* _What you will do_: Rewrite the lines below as a numbered list, leaving out any blank lines.

* _Data lines_:
========================================

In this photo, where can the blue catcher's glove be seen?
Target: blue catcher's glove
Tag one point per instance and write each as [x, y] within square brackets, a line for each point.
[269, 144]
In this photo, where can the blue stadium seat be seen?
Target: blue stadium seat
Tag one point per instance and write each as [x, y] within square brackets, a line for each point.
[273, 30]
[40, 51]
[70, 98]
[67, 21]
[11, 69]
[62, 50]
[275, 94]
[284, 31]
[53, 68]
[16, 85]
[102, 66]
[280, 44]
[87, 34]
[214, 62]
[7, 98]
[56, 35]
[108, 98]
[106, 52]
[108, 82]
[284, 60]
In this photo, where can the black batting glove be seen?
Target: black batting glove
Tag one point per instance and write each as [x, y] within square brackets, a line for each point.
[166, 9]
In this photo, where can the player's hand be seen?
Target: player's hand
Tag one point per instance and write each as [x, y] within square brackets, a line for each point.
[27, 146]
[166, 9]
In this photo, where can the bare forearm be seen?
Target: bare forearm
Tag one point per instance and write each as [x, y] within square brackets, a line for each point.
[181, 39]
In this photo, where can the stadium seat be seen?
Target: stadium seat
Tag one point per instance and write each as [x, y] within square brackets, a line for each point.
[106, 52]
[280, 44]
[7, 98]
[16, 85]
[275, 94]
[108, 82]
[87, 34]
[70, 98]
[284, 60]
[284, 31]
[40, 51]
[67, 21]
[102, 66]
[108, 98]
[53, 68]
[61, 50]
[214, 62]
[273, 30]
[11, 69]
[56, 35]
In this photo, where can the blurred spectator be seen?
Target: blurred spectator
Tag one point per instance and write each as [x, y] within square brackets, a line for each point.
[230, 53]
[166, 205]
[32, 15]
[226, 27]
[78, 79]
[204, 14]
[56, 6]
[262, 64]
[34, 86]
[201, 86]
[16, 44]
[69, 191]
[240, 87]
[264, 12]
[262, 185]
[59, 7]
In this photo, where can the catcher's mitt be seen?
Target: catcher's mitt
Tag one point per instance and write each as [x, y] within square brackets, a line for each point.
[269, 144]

========================================

* _Answer to the task_:
1. In this photo, where can the blue catcher's glove be seen?
2. Target: blue catcher's glove
3. Tag one point per instance and write each as [x, y] within square brackets, a line for each point.
4. [269, 144]
5. In this photo, where can the blue stadium seat be seen?
6. Target: blue stadium seat
7. Tag one point per instance and write each as [x, y] within square brackets, a line for each point.
8. [273, 30]
9. [40, 51]
10. [70, 98]
11. [67, 21]
12. [11, 69]
13. [62, 50]
14. [275, 94]
15. [284, 31]
16. [53, 68]
17. [16, 85]
18. [102, 66]
19. [280, 44]
20. [87, 34]
21. [214, 62]
22. [7, 98]
23. [56, 35]
24. [108, 98]
25. [106, 52]
26. [108, 82]
27. [284, 60]
28. In this photo, where can the black batting glove be seen?
29. Target: black batting glove
30. Tag one point per instance and write each as [x, y] within square brackets, a line for each point.
31. [166, 9]
32. In this photo, where can the player's hand be seen?
33. Target: player's hand
34. Tag one point per instance and write each as [x, y] within square brackets, a line for each point.
35. [27, 146]
36. [166, 9]
37. In this photo, where can the bare forearm be seen?
38. Target: bare forearm
39. Tag one point per instance and write each as [x, y] within square brackets, a line for each point.
40. [181, 39]
41. In this photo, where can the stadium seat be seen?
42. Target: stadium seat
43. Tag one point per instance and write each as [x, y] within square brackets, a line for each point.
44. [106, 52]
45. [280, 44]
46. [7, 98]
47. [16, 85]
48. [275, 94]
49. [108, 82]
50. [87, 34]
51. [70, 98]
52. [284, 60]
53. [284, 31]
54. [40, 51]
55. [67, 21]
56. [102, 66]
57. [108, 98]
58. [53, 68]
59. [61, 50]
60. [214, 62]
61. [273, 30]
62. [11, 69]
63. [56, 35]
64. In this photo, where can the blurred spectator be seen?
65. Target: blurred spectator
66. Tag one point per instance and write each as [x, y] within square brackets, a line for each point.
67. [230, 53]
68. [166, 205]
69. [32, 15]
70. [226, 27]
71. [78, 79]
72. [204, 14]
73. [56, 6]
74. [262, 64]
75. [34, 86]
76. [201, 86]
77. [16, 44]
78. [69, 191]
79. [240, 87]
80. [264, 12]
81. [262, 185]
82. [59, 7]
83. In this photo, where can the catcher's mitt be seen?
84. Target: catcher's mitt
85. Tag one point per instance and write each as [x, y] within square brackets, a line for each point.
86. [269, 144]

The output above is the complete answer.